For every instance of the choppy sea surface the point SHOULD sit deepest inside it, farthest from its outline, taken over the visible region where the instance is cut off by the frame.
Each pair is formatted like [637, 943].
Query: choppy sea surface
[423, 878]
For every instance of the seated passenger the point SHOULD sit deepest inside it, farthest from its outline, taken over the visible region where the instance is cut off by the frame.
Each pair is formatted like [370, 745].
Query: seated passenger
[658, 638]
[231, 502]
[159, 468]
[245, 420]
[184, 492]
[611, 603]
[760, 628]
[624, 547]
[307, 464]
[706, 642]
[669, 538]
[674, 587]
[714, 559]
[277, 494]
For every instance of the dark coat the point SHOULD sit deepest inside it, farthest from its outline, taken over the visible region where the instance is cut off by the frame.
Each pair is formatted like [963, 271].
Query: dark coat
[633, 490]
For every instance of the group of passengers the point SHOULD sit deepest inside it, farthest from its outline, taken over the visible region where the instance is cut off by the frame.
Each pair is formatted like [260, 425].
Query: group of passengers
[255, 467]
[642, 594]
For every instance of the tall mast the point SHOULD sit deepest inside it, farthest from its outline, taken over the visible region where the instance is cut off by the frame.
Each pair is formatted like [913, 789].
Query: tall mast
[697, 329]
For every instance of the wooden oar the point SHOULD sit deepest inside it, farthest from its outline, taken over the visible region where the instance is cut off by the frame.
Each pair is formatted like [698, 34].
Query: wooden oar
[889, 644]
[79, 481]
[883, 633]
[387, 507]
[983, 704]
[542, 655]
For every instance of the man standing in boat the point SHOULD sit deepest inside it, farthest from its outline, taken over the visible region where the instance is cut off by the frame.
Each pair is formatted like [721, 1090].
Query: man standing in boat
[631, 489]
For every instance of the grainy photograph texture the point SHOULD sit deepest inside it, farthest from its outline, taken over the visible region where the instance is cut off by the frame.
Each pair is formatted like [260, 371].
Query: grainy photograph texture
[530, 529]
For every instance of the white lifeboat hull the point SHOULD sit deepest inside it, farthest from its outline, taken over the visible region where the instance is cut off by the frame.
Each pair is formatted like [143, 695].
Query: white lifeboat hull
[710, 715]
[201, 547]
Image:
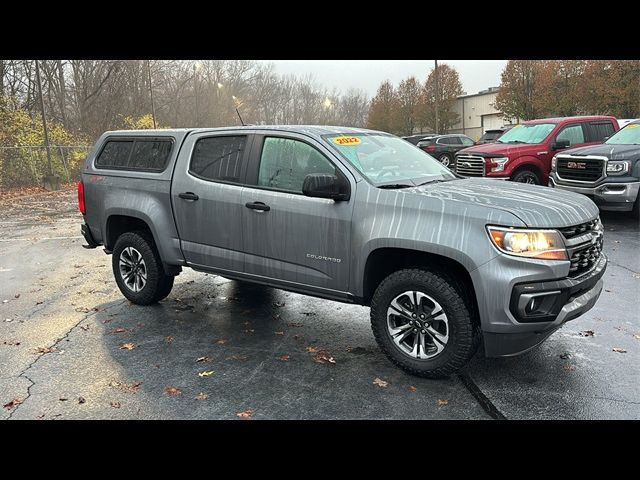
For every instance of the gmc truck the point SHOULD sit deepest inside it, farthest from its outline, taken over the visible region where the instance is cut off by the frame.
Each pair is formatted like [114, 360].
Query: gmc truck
[608, 174]
[524, 153]
[351, 215]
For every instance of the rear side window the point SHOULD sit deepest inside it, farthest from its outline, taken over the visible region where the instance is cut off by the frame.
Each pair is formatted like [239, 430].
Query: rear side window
[598, 131]
[219, 158]
[573, 133]
[143, 155]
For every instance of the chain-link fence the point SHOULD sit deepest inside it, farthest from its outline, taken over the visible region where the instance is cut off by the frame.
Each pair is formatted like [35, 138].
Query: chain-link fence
[26, 166]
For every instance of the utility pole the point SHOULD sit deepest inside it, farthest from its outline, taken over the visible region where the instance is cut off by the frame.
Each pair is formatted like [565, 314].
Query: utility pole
[195, 90]
[153, 108]
[44, 119]
[437, 74]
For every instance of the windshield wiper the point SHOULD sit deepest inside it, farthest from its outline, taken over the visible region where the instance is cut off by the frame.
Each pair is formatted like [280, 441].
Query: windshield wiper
[393, 186]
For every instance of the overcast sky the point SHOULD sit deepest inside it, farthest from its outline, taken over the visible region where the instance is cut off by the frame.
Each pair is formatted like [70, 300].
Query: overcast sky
[367, 75]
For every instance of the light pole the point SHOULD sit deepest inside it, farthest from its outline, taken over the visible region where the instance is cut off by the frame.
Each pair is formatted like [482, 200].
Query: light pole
[437, 74]
[153, 108]
[44, 121]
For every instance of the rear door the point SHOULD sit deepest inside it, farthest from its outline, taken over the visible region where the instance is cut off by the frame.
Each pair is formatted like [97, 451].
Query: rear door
[293, 239]
[207, 198]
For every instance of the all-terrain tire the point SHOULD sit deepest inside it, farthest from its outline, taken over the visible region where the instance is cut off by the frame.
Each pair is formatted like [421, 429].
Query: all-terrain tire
[158, 284]
[464, 334]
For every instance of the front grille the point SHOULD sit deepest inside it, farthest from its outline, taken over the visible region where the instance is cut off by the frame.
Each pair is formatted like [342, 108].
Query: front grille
[584, 245]
[470, 165]
[580, 169]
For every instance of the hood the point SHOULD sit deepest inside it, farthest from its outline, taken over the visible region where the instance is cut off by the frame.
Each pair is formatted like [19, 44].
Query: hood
[502, 149]
[535, 205]
[612, 152]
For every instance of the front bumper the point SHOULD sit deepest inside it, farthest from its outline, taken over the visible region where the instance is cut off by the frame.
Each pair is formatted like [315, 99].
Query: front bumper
[505, 332]
[616, 196]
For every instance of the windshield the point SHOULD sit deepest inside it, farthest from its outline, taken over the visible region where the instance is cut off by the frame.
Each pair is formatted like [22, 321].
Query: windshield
[629, 135]
[527, 133]
[388, 160]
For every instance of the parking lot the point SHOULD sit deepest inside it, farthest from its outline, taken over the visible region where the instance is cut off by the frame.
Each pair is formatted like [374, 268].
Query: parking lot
[72, 347]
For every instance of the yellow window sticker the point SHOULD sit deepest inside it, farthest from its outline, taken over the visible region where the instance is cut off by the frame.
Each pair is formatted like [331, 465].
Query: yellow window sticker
[347, 141]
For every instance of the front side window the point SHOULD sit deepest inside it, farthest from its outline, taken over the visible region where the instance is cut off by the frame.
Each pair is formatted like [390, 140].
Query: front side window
[286, 162]
[388, 160]
[572, 133]
[219, 158]
[532, 133]
[629, 135]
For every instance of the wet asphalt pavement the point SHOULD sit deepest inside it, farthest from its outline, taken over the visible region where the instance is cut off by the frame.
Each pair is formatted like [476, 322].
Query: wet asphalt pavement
[72, 347]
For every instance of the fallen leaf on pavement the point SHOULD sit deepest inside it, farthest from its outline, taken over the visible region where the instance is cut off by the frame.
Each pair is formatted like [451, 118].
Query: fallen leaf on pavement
[45, 350]
[381, 383]
[239, 358]
[13, 403]
[323, 357]
[127, 387]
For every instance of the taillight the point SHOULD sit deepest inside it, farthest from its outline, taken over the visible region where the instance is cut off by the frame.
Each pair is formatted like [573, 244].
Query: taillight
[81, 205]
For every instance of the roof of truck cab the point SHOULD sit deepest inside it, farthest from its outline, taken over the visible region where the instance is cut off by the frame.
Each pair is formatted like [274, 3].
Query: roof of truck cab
[583, 118]
[314, 130]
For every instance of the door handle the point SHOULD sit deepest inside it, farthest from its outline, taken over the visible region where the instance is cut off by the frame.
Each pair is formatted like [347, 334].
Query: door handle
[188, 196]
[260, 206]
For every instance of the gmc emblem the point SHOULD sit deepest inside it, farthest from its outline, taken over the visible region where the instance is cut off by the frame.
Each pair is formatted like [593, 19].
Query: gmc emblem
[578, 165]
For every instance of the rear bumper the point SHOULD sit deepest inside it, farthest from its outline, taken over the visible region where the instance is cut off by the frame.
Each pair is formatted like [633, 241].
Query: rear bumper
[616, 196]
[506, 332]
[86, 233]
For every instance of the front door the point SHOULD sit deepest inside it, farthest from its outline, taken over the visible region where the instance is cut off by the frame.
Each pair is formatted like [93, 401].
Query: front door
[207, 199]
[288, 236]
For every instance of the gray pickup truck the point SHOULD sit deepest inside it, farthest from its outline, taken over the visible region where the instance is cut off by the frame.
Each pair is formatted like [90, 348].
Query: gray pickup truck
[350, 215]
[609, 174]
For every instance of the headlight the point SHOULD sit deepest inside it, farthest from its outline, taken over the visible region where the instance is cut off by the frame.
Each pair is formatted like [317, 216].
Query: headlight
[498, 163]
[540, 244]
[617, 168]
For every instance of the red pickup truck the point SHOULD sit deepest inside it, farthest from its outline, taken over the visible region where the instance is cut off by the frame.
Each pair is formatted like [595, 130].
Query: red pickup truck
[524, 153]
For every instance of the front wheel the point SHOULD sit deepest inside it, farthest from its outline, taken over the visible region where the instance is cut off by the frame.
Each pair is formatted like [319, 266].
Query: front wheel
[422, 323]
[138, 269]
[445, 159]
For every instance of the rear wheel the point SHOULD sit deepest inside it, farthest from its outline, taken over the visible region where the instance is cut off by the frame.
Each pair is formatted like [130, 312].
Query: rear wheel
[422, 323]
[527, 176]
[138, 269]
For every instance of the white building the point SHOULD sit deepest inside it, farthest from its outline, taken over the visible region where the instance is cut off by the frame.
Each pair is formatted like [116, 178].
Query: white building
[478, 113]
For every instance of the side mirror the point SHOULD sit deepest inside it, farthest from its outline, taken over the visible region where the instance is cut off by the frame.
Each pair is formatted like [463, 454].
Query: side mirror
[559, 144]
[324, 185]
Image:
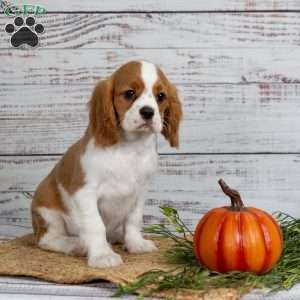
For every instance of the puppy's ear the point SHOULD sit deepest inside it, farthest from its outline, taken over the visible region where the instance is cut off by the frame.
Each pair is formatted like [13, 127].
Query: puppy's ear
[103, 120]
[172, 118]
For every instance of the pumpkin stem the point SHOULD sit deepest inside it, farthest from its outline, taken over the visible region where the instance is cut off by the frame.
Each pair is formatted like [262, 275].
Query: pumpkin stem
[235, 197]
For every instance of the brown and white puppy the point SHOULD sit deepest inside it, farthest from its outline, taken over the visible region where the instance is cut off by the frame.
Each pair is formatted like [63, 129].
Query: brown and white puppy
[91, 197]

========

_Problem description_
Reproduce, character for character, only the lines of the preceding data that start at the line with "For every instance of the yellow" and end at the line with "Each pair is formatted like [390, 140].", both included.

_Exercise response_
For every instance of the yellow window sticker the point SHOULD sit deepest inside it, farthest from its outline, taken over the visible region where the instance is cut off by the frame.
Each pair is formatted like [331, 465].
Query: yellow window sticker
[347, 141]
For every instance of the front side window the point SHOULD sit deepest inside it, farthest from its outline, taken over the visible region where the instance is cut off by the frame.
Each pair is formatted like [390, 140].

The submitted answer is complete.